> DOCUMENT PASSAGE
━━━━━━━━━━━━━━━━━━━━━━━━━━━━━━

WRIGHT WAY: Calling the universe God?
Aug 13, 2014 | 1378 views | 0 0 comments | 96 96 recommendations | email to a friend | print
Have you noticed how an increasing number of people are referring to the universe as if it is an all-knowing, all-powerful, self-existing entity with an ability to guide or influence those seeking its help?

The concept is nothing new. Famous men in the past, like British Philosopher Alan Wilson Watts, wrote, “Through our eyes, the universe is perceiving itself. Through our ears, the universe is listening to its harmonies. We are the witnesses through which the universe becomes conscious of its glory, of its magnificence.” Even Ralph Waldo Emerson stated, “Once you make a decision, the universe conspires to make it happen.”

In modern times, people like bestselling author Steve Maraboli are quoted as saying, “The universe doesn’t give you what you ask for with your thoughts — it gives you what you demand with your actions.” An Oprah Winfrey Master Class quote is: “I say the universe speaks to us, always, first in whispers. And a whisper in your life usually feels like, ‘Hmm, that’s odd.’ Or, ‘Hmm, that doesn't make any sense.’ Or, ‘Hmm, is that right?’ It’s that subtle.”

Perhaps you’ve heard others use “the universe” in this all-knowing, all-powerful, yet personalized way? There is a word for this. It is called Pantheism. The Encyclopaedia Britannica describes pantheism as “The doctrine that the universe conceived of as a whole is God and, conversely, that there is no God but the combined substance, forces and laws that are manifested in the existing universe.”

━━━━━━━━━━━━━━━━━━━━━━━━━━━━━━

> DIRECTIVE
Please carry the column on calling the universe God forward, picking up right after its closing quotation of the Encyclopaedia Britannica's definition of pantheism.

━━━━━━━━━━━━━━━━━━━━━━━━━━━━━━

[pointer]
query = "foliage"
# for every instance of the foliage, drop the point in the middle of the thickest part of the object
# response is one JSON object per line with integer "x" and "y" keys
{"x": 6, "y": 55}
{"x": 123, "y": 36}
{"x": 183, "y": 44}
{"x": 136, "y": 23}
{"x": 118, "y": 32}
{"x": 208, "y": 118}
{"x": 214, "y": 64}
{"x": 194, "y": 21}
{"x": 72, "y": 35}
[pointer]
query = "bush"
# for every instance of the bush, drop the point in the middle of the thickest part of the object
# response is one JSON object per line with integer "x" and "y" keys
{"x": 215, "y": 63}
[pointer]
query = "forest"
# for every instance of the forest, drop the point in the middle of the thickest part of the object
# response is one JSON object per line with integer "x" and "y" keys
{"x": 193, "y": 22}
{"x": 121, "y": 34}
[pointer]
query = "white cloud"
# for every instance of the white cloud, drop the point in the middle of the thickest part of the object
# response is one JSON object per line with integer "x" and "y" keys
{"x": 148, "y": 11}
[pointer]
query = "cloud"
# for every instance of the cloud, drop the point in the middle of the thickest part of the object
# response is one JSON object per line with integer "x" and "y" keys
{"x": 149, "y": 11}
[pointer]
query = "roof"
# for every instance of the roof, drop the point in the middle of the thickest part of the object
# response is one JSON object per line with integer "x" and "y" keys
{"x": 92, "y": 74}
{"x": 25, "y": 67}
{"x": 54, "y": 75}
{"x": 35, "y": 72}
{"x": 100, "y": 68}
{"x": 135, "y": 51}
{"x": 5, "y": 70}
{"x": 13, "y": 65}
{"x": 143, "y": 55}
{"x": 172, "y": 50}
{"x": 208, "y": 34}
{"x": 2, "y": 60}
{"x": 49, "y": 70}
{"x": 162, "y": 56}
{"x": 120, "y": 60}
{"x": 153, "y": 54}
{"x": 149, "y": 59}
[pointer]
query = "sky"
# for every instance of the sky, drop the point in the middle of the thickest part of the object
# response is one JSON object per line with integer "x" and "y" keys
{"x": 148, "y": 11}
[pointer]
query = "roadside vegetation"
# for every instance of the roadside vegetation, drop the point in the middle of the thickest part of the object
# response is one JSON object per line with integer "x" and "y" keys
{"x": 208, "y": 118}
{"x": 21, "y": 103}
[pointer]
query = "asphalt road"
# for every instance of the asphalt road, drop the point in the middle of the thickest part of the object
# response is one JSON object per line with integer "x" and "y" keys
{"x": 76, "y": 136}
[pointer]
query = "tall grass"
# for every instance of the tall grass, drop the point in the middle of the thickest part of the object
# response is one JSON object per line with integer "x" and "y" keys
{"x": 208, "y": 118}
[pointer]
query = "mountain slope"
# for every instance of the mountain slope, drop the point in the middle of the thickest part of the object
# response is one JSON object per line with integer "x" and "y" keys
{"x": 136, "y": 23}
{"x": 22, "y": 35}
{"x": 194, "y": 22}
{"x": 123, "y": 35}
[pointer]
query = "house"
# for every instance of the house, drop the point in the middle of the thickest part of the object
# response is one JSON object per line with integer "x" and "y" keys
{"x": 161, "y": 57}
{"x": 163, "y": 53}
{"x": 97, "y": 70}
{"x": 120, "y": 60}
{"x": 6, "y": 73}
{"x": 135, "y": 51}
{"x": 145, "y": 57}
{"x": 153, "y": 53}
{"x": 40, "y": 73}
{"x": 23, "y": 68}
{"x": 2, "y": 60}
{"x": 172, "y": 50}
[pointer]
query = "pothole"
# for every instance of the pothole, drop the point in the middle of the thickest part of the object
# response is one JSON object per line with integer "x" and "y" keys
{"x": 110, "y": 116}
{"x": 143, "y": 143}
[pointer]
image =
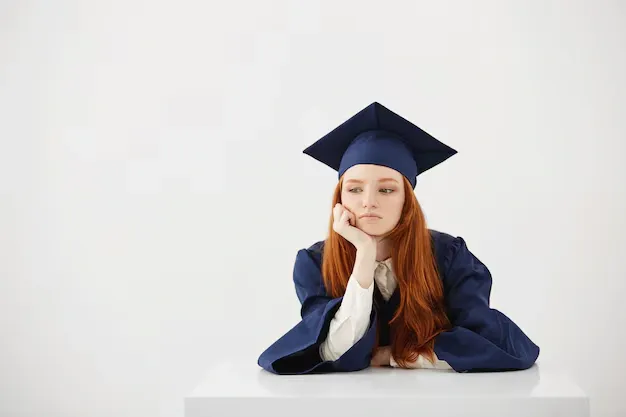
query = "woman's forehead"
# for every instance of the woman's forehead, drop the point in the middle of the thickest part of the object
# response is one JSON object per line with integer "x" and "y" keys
{"x": 370, "y": 172}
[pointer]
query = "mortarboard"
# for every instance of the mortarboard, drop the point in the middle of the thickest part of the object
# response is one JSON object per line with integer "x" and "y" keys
{"x": 376, "y": 135}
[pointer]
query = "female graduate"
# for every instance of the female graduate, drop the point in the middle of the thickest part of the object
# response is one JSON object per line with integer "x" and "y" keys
{"x": 382, "y": 289}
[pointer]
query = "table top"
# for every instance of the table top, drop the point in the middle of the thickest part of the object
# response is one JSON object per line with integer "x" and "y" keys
{"x": 245, "y": 379}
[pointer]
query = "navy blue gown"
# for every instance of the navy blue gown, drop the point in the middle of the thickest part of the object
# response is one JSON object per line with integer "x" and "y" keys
{"x": 480, "y": 339}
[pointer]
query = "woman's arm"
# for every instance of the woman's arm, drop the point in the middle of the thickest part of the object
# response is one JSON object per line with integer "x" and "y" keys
{"x": 482, "y": 338}
{"x": 352, "y": 319}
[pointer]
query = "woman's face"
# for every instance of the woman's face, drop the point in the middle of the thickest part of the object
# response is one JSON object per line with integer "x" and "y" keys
{"x": 377, "y": 190}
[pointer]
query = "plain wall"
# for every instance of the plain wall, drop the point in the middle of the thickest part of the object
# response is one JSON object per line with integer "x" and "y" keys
{"x": 153, "y": 190}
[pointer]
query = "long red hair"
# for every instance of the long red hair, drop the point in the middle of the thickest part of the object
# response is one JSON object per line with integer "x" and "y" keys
{"x": 421, "y": 313}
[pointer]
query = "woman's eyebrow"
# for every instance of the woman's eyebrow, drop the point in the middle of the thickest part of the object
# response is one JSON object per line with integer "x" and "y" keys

━━━━━━━━━━━━━━━━━━━━━━━━━━━━━━

> ANSWER TO THIS PROBLEM
Is this what you believe? Can the universe that surrounds this planet — made of inanimate objects like rocks, iron, ice, dust, gases and exploding fireballs traveling in infinite space — be a life form in itself? Does it whisper? Is it listening, looking and conspiring to “give you what you demand with your actions?” Really, are the physical heavens we gaze upon the same as Almighty God?

This word “Pantheism” is derived from the Greek word “pan” (meaning “all”) and “theos” (meaning “god”) to suggest that everything is part of an all-encompassing, immanent God. To some who subscribe to this belief, God includes the universe as a part but not the whole of His Being. This idea can be traced back to the Roman Empire where members of an ancient philosophical society called Stoics existed as one of three dominant schools of philosophy.

According to the Stanford Encyclopedia of Philosophy, “The Stoic God is immanent throughout the whole of creation and directs its development down to the smallest detail. God is identical with one of the two ungenerated and indestructible first principles of the universe.”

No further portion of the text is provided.